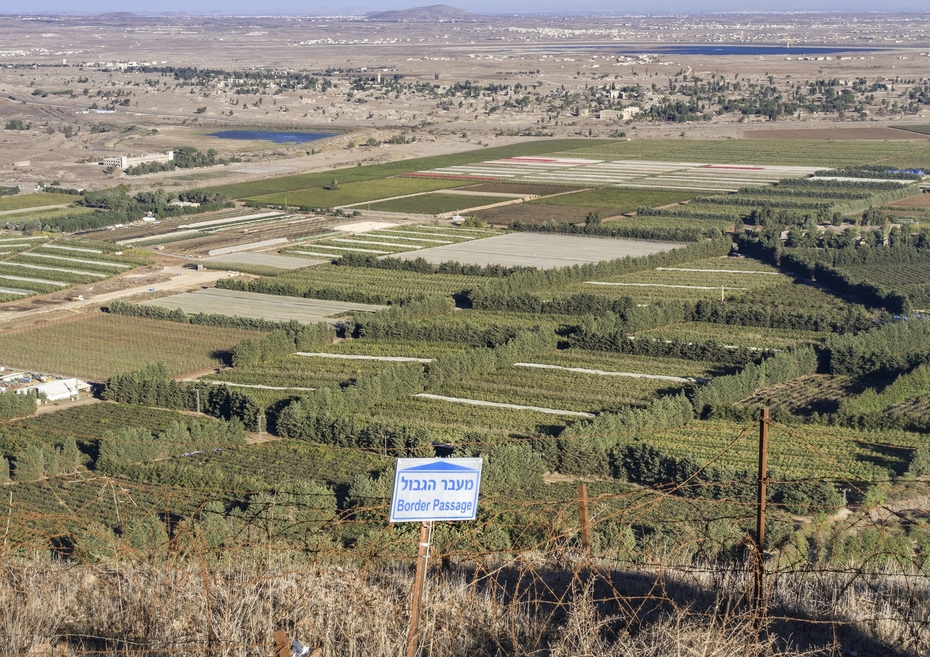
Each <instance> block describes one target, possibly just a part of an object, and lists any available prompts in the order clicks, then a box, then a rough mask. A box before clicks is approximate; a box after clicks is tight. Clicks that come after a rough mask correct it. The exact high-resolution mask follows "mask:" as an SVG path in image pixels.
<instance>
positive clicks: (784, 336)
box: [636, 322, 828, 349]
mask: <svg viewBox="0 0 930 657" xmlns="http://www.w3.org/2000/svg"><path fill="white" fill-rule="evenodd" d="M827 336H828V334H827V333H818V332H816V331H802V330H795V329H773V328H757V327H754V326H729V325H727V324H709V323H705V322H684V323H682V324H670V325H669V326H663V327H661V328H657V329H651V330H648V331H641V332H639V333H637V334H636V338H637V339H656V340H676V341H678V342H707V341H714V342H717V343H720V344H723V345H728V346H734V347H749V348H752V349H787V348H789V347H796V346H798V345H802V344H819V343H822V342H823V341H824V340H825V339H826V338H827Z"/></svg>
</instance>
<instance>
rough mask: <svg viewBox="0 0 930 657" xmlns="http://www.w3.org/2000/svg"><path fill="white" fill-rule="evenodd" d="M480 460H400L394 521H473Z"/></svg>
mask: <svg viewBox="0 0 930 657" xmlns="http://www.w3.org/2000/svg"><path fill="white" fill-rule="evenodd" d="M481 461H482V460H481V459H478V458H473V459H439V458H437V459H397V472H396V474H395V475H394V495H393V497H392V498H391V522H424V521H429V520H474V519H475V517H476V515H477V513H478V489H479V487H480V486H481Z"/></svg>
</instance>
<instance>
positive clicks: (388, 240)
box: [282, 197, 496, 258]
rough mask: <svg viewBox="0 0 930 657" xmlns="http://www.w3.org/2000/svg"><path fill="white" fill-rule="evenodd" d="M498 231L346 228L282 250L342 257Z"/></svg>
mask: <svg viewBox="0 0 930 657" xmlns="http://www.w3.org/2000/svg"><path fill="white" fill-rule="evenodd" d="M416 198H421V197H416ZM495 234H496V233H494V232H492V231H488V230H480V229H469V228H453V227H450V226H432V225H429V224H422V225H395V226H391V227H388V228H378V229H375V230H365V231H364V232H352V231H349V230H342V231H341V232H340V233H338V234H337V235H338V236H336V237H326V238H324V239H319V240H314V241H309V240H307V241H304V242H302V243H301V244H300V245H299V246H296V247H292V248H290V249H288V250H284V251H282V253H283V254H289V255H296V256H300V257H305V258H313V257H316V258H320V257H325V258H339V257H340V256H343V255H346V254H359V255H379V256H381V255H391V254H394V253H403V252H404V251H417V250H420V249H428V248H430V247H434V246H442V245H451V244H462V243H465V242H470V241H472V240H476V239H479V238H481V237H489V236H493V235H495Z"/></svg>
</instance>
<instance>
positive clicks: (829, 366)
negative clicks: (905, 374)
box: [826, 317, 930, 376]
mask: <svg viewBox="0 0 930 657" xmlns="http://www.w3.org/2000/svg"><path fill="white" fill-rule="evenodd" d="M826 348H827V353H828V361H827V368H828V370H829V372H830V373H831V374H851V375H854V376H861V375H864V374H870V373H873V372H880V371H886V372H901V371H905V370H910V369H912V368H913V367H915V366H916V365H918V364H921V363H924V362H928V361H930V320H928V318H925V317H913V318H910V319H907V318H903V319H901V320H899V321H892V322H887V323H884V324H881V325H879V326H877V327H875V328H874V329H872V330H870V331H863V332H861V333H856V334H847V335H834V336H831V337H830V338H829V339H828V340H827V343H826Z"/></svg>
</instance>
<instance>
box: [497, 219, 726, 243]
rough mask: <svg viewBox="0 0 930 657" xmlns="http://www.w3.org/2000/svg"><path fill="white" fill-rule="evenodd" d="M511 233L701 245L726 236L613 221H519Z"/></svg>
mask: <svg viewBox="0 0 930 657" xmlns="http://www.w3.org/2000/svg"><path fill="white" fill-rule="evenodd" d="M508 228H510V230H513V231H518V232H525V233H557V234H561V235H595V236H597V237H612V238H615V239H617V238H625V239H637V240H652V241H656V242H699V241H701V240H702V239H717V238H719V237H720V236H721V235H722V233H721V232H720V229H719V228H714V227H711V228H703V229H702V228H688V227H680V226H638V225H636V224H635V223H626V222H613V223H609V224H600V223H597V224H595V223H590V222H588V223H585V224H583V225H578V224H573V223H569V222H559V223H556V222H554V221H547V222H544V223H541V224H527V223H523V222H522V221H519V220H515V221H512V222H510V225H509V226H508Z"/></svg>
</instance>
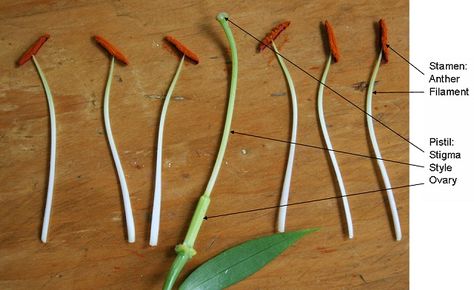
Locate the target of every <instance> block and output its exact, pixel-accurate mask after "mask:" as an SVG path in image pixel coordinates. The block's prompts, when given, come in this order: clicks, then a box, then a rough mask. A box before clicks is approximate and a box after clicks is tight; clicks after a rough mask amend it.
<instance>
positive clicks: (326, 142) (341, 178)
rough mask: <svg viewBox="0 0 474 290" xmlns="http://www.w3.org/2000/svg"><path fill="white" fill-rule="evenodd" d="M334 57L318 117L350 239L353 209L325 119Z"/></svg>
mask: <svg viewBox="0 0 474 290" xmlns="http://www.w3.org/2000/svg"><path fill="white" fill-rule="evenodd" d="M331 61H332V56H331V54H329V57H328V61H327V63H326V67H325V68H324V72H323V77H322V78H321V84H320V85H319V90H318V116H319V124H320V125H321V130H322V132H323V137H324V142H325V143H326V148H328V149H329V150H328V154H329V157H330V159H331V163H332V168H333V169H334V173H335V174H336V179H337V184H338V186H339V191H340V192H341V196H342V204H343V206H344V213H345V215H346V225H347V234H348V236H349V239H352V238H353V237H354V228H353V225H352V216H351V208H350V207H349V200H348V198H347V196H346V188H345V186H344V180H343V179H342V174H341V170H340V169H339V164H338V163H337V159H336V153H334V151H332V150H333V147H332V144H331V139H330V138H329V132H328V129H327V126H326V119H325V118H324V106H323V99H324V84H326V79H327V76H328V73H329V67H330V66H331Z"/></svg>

WORK ORDER. The string "positive" marks the lines to copy; report each of them from the data above.

RESULT FOR THIS EXERCISE.
positive clicks: (784, 336)
positive clicks: (388, 240)
positive clicks: (829, 366)
positive clicks: (326, 142) (341, 178)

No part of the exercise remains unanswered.